### TASK STATEMENT
Copy the data below, changing every "innermost" to "most central" and keeping everything else the same.

* * *

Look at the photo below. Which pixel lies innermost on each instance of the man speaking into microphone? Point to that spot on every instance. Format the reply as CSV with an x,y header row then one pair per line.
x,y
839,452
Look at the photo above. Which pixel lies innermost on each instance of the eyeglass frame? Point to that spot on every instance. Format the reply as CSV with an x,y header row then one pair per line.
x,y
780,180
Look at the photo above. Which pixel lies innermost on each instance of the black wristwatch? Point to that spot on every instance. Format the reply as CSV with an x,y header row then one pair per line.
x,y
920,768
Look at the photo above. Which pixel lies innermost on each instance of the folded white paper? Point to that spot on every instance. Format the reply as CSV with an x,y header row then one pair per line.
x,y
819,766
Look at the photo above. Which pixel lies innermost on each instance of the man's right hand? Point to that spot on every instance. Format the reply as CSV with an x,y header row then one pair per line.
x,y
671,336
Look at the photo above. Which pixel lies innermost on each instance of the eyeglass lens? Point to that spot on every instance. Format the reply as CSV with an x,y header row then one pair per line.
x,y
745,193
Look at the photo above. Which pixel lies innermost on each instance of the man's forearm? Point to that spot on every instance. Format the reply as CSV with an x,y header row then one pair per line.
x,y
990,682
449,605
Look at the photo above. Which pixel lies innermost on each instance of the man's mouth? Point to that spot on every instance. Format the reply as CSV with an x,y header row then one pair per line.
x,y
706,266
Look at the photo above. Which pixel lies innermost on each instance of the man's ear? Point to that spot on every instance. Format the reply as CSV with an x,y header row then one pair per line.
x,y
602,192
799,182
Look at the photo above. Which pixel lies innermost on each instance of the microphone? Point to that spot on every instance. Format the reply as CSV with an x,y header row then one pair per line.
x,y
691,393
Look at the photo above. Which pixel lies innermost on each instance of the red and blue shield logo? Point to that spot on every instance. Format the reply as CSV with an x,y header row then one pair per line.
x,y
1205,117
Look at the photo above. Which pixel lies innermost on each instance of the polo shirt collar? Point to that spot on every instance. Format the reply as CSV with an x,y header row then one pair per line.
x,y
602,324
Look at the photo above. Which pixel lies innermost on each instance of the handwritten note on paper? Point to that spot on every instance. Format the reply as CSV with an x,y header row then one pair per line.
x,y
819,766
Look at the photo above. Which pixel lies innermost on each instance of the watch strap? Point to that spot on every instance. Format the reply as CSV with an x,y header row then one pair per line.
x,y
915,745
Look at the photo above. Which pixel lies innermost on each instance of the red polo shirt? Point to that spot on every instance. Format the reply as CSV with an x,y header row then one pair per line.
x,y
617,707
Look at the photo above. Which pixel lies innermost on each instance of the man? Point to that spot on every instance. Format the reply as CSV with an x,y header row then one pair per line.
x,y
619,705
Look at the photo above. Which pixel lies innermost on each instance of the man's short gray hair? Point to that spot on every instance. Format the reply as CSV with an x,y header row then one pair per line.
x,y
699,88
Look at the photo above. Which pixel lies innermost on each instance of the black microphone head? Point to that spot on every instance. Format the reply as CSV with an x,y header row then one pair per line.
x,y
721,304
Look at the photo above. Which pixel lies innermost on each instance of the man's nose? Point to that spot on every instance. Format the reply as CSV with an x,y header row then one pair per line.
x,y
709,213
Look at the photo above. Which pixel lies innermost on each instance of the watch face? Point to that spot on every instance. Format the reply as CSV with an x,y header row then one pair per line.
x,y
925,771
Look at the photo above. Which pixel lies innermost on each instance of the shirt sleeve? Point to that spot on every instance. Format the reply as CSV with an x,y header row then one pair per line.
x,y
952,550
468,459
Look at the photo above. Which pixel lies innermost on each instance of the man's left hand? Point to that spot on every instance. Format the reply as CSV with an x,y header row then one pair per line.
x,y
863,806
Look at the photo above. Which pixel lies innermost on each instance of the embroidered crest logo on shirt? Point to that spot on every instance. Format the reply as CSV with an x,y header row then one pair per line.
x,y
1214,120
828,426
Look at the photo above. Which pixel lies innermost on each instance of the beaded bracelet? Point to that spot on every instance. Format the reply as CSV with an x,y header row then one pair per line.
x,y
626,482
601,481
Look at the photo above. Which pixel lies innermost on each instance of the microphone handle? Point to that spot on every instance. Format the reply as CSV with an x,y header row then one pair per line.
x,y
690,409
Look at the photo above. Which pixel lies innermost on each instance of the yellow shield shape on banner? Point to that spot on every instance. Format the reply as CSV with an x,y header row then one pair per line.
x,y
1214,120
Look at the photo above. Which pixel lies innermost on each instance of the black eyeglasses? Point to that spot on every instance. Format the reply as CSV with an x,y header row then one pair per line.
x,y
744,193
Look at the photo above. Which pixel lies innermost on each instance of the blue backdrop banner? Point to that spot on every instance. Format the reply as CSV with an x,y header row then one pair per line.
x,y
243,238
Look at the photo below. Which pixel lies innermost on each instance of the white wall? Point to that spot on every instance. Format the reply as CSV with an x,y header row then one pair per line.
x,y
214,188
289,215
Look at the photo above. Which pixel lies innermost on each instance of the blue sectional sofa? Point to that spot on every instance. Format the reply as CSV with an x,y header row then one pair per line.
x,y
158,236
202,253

* * *

### OUTPUT OF THE EXERCISE
Look at the photo below. Which pixel lies most central on each instance of the man speaking into microphone? Point to that spot on every instance. Format the reply as CSV with an x,y header row then one pair per line.
x,y
839,452
Look at the photo above. Which pixel lies most central on each instance of the eyeglass frame? Point to that spot on every instance. Format the reply as CSV with an x,y header row then one pair per line.
x,y
780,180
Look at the photo above. Which pixel lies most central on each instance of the black wristwatch? Point to that spot on every instance. Format the reply as CSV with an x,y header row then one pair per line.
x,y
920,768
Look at the photo above. Which pixel lies most central on each instance of the folded white paper? Point to that spot on every instance. Format the reply as CSV with an x,y header row then one pair per line.
x,y
819,766
Look at the photo above. Which pixel lies most central on each instance of the man's right hand? Point to that spot on every instance. Format the reply as CSV with an x,y header row then one pair per line.
x,y
671,336
Look at the photo above. Which pixel lies most central on each instance of the eyeglass lens? Point to that spot on every instance. Format the reply as CSV with an x,y header row then one pair per line.
x,y
745,193
Look at the photo above. Which pixel lies most central on each instance of the man's forearm? Point to that spot on every instance. Format the reply as CSV with an x,y header row then one pair per line.
x,y
990,682
449,605
Look at the photo above. Which pixel lies most central on each instance of the man's mouth? Point to that spot on every instance. Format the reply as CSV with an x,y header row then one pair per line.
x,y
706,266
Look at the photo above. Which pixel lies most central on each instance of the man's ear? Point to that spot on every instance. Format the reply as CSV with an x,y header row then one pair per line.
x,y
602,192
799,182
Look at the photo above. Which pixel lies most central on each instance of the microphone? Point to that spot on every instance. Format the reply as CSV with an x,y header row then one pair per line.
x,y
691,393
Look at the photo above. Which pixel lies most central on each instance of the red and blue shield logo? Point to that spot on every instance. Format the reply as CSV with an x,y header row then one pair per line.
x,y
1205,117
Look at the photo above. Which pixel lies most central on each instance of the polo shirt collar? Point to that spot on every instance. Format the reply as CSV with an x,y header row then one pair per line.
x,y
602,324
Look at the photo above. Which pixel lies most central on each instance of the handwritten note on paper? Point to that spot on every instance. Format the reply as CSV with an x,y header row then one pair per line.
x,y
819,766
Look at the photo above. Which pixel lies most central on each instance of the watch strap? Point to that spot on every instance. Format the reply as CSV with an x,y header row then one pair per line.
x,y
915,745
Look at the photo above. Which pixel lies most central on each instance of the red polo shirt? Point to that spot on every instance. Format the reply as CSV with an x,y header row then one pair per line.
x,y
617,707
Look at the photo above. Which pixel lies most central on each instance of the man? Point to that spot on every instance. Format the reply as CSV with an x,y header row then one pair per line.
x,y
619,705
Look at the photo above. Which pixel lies most central on each instance of the man's short gray hair? Point to that spot on every instance. Format the reply as CSV with an x,y header row then one pair per line.
x,y
699,88
Look at the photo above. Which pixel lies most central on each instance of the black microphone head? Point to that spot on every instance. Format the reply as CSV with an x,y header row then one pair per line.
x,y
721,304
Look at the photo above. Which pixel lies most central on each instance of the man's nose? Point to that spot on every instance. Format the reply as CSV with an x,y header row then one pair per line.
x,y
709,213
Look at the photo above. Which pixel lies most central on each instance of the watch face? Point to that spot on every instance. Format the reply as CSV with an x,y header row then one pair per line.
x,y
925,771
Look at the photo above. Which pixel lies most central on each instance of the shirt sleeve? Point to that spot on every instance. Format the reply as CSV with an x,y header row then one pair per line.
x,y
952,550
468,459
Look at the photo above. Which pixel lies most central on each instance of the man's left hand? Point to that spot on every instance. Format the reply as CSV with an x,y header row then one pair per line.
x,y
863,806
Look at the photo above. Which pixel lies most central on each instance of the embroidered crest logo on shirt? Point to that spot on every instance. Format the reply as CSV with an x,y header row then one pair per line.
x,y
1214,120
828,426
Look at the photo above. Which pixel lies most central on each instance of the beaded bracelet? Point to that spot on every instance. Format the reply as CSV with an x,y header row then one pair per line.
x,y
626,482
601,481
Look at the photo above. Which pixel lies most central on each instance of the microphone handle? Point to that spot on every instance. Format the reply as CSV with an x,y header row then one pair per line.
x,y
690,409
Look at the photo above. Which pixel lies most central on each instance of the yellow shield shape on banner? Point to that spot on every instance. Format the reply as CSV with an x,y header row then one pair per line.
x,y
1214,120
Look at the photo above. Which pixel lies most central on each instance of the black eyeglasses? Point to that spot on every instance. Format the reply as CSV with an x,y header row then one pair per line.
x,y
744,193
Look at the photo above. Which pixel lies most central on each instance of the blue backdrop banner? Point to that spot on every instance. Format the reply as CSV with an x,y header row then one pair per line.
x,y
243,238
Look at the photo below. Which pixel lies most central on each instance of the white wall? Point to that spot on every instance. Format the reply as CSV with an x,y header row then one pair per line.
x,y
214,188
289,215
Look at the photo above. Which pixel lies most central on each instance of the blue sectional sofa? Point to that spot on every instance. Format the reply as CSV with an x,y header row then one pair per line.
x,y
158,236
202,253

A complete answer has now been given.